*What the exercise asks*
Transcribe the Earth Day book article word for word, from "Monday, April 21, 2014" up to and including "Rockies and Himalayas.".

[Text excerpt — start]

Monday, April 21, 2014

Earth Day: New books on climate, energy

(from usatoday.com
by Wendy Koch)


In Montana, Glacier National Park's majestic peaks once held 150 glaciers. Now, only 25 survive.

Steadily rising temperatures could mean the extinction of all its glaciers by 2020, according to climate scientist Dan Fagre whose research is chronicled in The Melting World: A Journey Across America's Vanishing Glaciers. (St. Martin's Press)

Author Christopher White recounts what he and Fagre find during four years of climbing its peaks -- runaway forest fires, declining trout streams and endangered lynx. They say Montana is hardly unique as mountain glaciers, which can provide more than 50% of freshwater needs, are also starting to disappear in the Alps, Andes, Cascades, Rockies and Himalayas.

Their tale is one of several new books that warn of the dire impacts of climate change -- a dominant theme among 10 environmental reads selected by USA TODAY to mark the nation's 44th Earth Day on Tuesday. Others look at revolutionary changes in the U.S. energy sector such as the fracking boom and the Texas wind rush, some of which may help curb global warming.

There's also the intriguing story of how humans first risked their lives to go skyward. A history of ballooning,Falling Upwards: How We Took to the Air(Pantheon) tells how high-altitude flights -- as much as seven miles without oxygen -- helped establish the modern science of meteorology. It recounts how balloons were used by General George Custer to observe battle during the American Civil War and by American entrepreneur John Wise to make the first official airmail delivery run for the U.S. Post Office in 1859.

[Text excerpt — finish]
[Supplied information — start]

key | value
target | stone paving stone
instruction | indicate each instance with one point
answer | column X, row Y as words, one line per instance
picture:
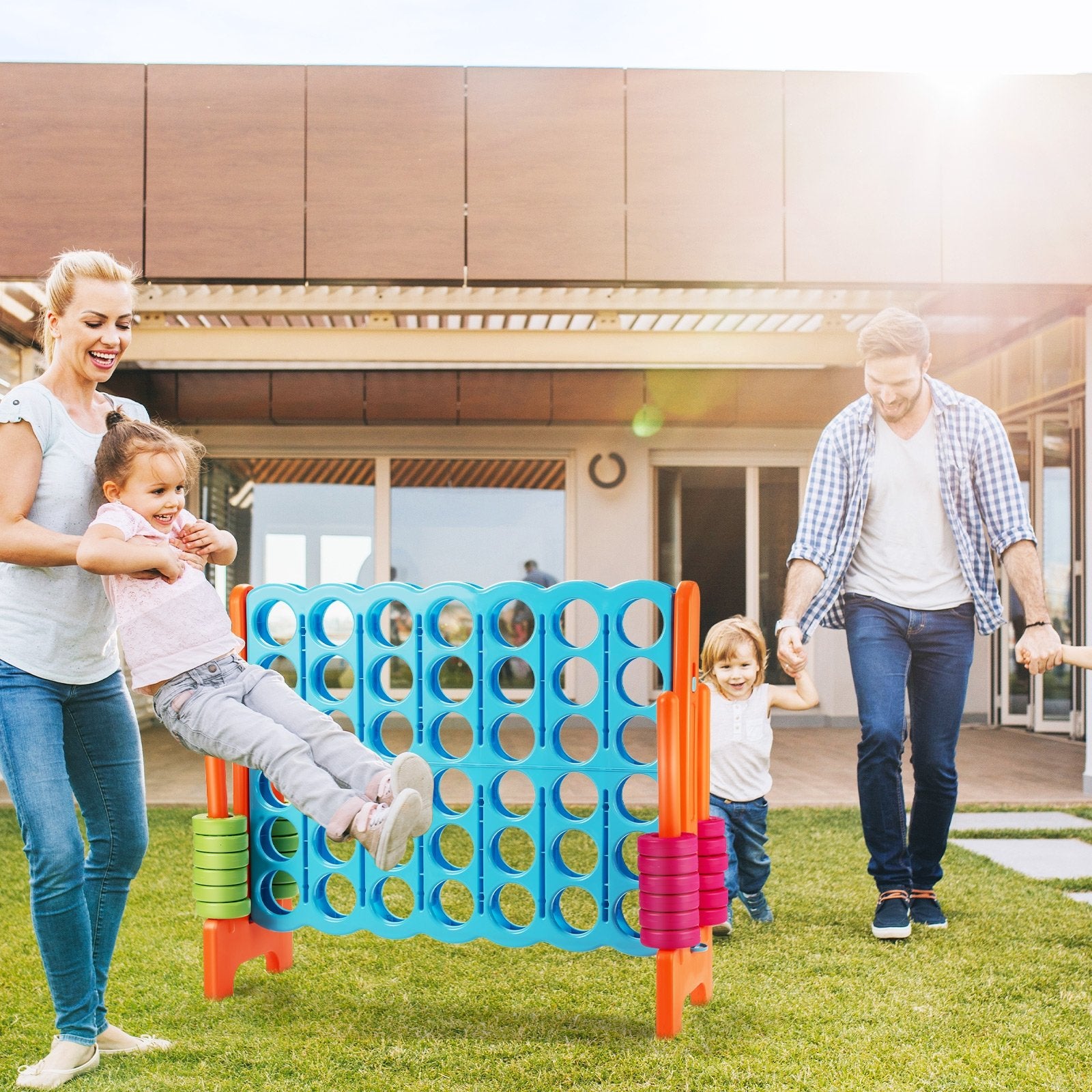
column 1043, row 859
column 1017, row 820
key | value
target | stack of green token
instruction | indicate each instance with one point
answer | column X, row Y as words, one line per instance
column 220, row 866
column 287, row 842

[Supplied information — finish]
[Supplied information — start]

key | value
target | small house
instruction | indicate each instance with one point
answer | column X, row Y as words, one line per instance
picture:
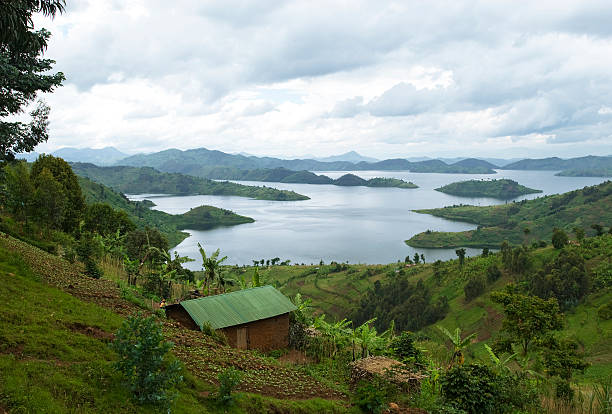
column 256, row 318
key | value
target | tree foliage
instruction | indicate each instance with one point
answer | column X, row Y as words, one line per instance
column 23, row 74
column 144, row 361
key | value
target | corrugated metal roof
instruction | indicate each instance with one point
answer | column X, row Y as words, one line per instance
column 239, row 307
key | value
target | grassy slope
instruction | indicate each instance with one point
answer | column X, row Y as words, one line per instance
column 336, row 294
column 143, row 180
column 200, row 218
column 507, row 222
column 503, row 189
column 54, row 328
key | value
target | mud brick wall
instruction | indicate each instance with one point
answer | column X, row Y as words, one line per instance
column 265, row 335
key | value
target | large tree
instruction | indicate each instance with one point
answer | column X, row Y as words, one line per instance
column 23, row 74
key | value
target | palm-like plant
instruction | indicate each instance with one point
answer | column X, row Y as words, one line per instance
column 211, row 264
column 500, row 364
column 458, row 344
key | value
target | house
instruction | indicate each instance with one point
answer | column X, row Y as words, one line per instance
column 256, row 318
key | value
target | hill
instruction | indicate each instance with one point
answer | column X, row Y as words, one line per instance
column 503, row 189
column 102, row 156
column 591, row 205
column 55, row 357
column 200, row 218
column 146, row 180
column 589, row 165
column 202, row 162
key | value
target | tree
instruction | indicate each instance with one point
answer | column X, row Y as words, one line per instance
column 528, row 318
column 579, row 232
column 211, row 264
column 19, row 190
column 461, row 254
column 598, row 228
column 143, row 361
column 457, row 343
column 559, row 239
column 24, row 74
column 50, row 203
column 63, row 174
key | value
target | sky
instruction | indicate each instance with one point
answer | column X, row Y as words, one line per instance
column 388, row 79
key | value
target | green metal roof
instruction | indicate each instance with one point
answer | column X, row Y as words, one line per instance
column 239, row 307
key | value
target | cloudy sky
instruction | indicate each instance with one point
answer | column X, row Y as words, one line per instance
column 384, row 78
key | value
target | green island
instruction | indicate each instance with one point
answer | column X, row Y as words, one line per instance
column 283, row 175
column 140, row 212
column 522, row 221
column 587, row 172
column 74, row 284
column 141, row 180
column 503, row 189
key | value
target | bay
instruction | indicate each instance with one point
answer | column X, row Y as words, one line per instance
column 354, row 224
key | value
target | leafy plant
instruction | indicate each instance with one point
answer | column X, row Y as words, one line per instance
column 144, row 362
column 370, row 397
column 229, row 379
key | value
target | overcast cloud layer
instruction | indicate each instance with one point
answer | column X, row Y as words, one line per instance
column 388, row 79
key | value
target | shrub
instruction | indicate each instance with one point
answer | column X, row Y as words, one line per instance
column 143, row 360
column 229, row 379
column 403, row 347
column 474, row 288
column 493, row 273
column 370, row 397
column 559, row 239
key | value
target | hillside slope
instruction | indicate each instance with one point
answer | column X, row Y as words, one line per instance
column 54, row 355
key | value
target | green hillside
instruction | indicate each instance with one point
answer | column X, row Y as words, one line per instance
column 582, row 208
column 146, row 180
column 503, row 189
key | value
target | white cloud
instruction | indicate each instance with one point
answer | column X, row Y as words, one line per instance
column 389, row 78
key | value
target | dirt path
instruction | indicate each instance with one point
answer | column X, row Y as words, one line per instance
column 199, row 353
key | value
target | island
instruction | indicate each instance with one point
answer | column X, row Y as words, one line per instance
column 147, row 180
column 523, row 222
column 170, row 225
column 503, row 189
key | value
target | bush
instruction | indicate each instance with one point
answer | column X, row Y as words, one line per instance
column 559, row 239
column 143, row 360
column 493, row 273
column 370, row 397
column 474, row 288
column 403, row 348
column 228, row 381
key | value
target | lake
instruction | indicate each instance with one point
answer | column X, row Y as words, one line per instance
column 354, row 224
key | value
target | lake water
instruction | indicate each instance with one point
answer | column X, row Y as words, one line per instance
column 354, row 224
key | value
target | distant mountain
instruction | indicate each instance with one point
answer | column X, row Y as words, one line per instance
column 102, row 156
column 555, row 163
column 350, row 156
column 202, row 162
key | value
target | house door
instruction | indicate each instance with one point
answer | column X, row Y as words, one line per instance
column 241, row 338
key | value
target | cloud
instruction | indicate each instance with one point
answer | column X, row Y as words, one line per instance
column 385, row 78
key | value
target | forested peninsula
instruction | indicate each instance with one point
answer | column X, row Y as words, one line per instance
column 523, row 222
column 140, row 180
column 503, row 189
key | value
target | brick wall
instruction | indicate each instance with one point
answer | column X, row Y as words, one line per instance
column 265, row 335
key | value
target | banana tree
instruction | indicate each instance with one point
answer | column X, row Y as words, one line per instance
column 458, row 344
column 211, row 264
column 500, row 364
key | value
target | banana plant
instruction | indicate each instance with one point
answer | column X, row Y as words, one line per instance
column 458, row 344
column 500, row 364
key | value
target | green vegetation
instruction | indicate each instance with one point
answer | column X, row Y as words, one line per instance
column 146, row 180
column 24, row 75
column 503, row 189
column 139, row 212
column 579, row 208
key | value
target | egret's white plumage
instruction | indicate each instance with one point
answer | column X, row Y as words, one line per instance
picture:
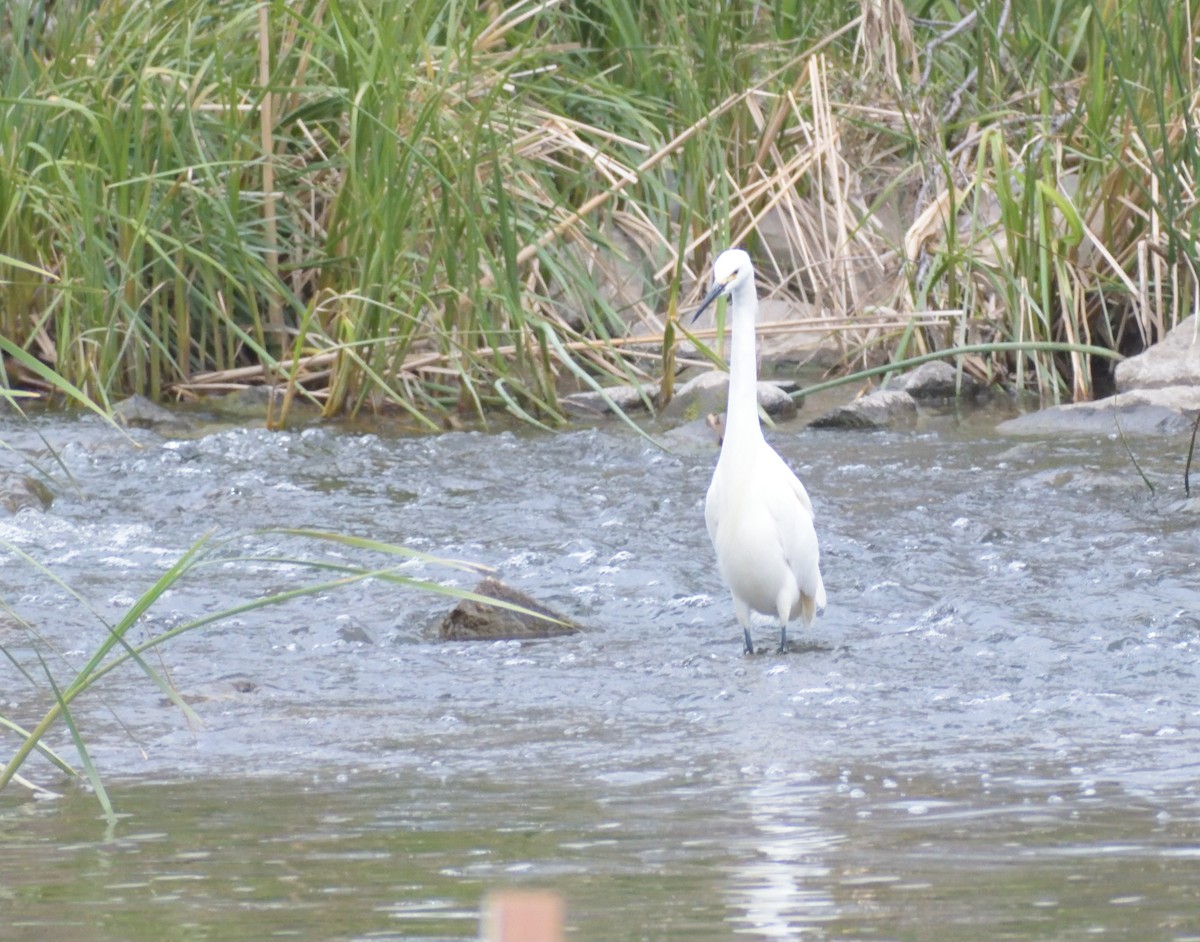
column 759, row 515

[Supplied information — finish]

*Finished task*
Monday, April 21, 2014

Earth Day: New books on climate, energy

(from usatoday.com
by Wendy Koch)


In Montana, Glacier National Park's majestic peaks once held 150 glaciers. Now, only 25 survive.

Steadily rising temperatures could mean the extinction of all its glaciers by 2020, according to climate scientist Dan Fagre whose research is chronicled in The Melting World: A Journey Across America's Vanishing Glaciers. (St. Martin's Press)

Author Christopher White recounts what he and Fagre find during four years of climbing its peaks -- runaway forest fires, declining trout streams and endangered lynx. They say Montana is hardly unique as mountain glaciers, which can provide more than 50% of freshwater needs, are also starting to disappear in the Alps, Andes, Cascades, Rockies and Himalayas.